:: Tarefas a cumprir ::
(1) Pode reescrever o trecho do artigo sobre a Embraer que vai de "Produção do KC-390: o" até "2019 às 14h14.", trocando "Embraer" por "fabricante"?
(2) Como fica em inglês a frase "Com 50 anos completados em agosto, a Embraer está de mudança.", do artigo sobre a Embraer?

:: Artigo ::
******
Produção do KC-390: o avião militar é um dos trunfos no novo ciclo da Embraer (Alexandre Battibugli/Exame)
Da Redação
Publicado em 15 de agosto de 2019 às 05h26.
Última atualização em 15 de agosto de 2019 às 14h14.
Com 50 anos completados em agosto, a Embraer está de mudança. Da Avenida Brigadeiro Faria Lima, em São José dos Campos, no interior paulista, onde nasceu e ergueu o primeiro complexo manufatureiro, prepara-se para transferir a sede para o bairro Eugênio de Melo, na mesma cidade, a 20 quilômetros de distância. Lá, em meio a galpões industriais e edifícios de treinamento, há um canteiro de obras de 100 milhões de reais. Circundando um espelho d’água, estão erguendo quatro prédios que vão abrigar o novo centro administrativo, de engenharia e tecnologia. Com área para trabalho ao ar livre e decoração colorida e moderna como as de startups, o campus é o símbolo de uma guinada da fabricante brasileira de aviões. Guinada que veio da necessidade, é verdade.
******
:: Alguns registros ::
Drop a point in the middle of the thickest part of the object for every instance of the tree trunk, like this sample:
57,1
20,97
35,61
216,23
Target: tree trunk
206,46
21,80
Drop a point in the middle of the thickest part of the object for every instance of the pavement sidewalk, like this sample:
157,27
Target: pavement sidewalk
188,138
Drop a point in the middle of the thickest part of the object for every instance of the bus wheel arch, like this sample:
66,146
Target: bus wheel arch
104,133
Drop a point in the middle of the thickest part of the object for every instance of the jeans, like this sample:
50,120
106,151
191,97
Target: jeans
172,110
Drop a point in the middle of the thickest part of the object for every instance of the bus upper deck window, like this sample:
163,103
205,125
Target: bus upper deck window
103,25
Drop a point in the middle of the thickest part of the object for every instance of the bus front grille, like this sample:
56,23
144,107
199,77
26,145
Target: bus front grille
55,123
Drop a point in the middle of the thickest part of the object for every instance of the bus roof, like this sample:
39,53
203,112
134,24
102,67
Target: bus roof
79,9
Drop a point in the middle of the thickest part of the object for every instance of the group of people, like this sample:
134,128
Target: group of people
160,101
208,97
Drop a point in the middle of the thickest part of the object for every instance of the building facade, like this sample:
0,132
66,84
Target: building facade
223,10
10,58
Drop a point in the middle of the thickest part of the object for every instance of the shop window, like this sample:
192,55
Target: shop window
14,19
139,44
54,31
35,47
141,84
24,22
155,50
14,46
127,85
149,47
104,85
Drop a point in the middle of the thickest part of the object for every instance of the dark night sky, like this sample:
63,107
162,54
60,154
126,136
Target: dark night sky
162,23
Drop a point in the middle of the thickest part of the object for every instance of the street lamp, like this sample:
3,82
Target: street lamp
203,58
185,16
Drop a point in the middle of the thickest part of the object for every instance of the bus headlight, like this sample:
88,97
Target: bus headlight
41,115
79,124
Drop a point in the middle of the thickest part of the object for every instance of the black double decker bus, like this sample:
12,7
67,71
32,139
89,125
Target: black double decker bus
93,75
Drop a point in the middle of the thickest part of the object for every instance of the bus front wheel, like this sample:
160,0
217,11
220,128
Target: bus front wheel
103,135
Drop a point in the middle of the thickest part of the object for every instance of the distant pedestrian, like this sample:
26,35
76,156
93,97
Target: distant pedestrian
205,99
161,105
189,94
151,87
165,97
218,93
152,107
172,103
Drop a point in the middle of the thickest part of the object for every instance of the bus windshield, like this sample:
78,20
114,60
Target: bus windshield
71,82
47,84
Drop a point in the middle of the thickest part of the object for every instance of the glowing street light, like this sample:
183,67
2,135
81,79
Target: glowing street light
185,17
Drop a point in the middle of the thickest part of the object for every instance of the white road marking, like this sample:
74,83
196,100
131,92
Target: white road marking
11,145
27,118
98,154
******
:: Soluções por tarefa ::
(1)
Produção do KC-390: o avião militar é um dos trunfos no novo ciclo da fabricante (Alexandre Battibugli/Exame)
Da Redação
Publicado em 15 de agosto de 2019 às 05h26.
Última atualização em 15 de agosto de 2019 às 14h14.

(2) Having turned 50 in August, Embraer is relocating.